**WHAT IS ASKED:**
Count the lines in the material below that contain the word "photo". Reply with the number alone.

**INPUT RECORDS:**
* * * *

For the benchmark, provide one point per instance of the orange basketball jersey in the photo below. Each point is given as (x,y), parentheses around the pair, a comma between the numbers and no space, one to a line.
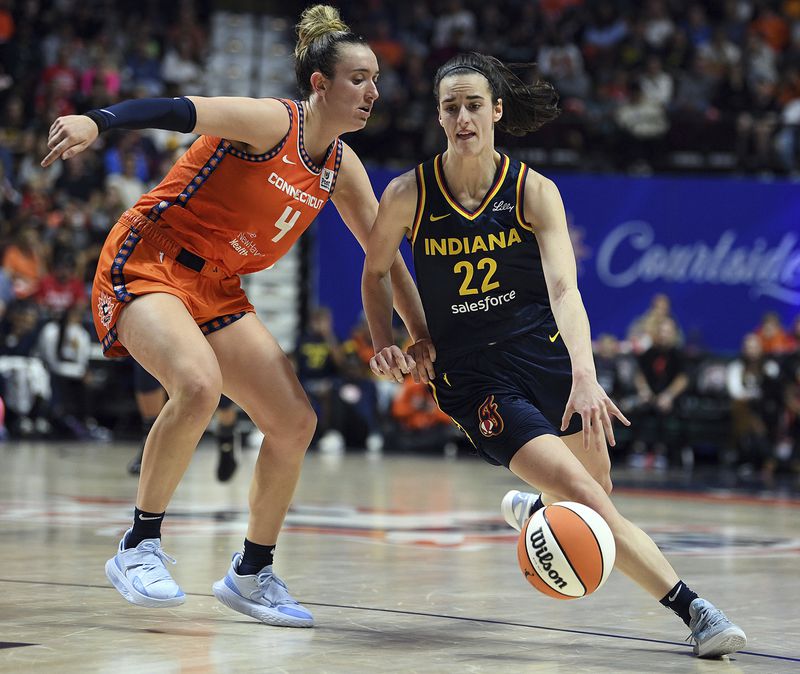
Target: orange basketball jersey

* * * *

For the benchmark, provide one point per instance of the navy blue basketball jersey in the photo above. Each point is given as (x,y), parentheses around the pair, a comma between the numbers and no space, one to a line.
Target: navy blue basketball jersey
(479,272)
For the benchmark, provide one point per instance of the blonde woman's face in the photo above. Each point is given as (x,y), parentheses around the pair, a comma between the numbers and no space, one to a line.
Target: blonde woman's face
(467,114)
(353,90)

* * * *

**ANSWER BELOW:**
3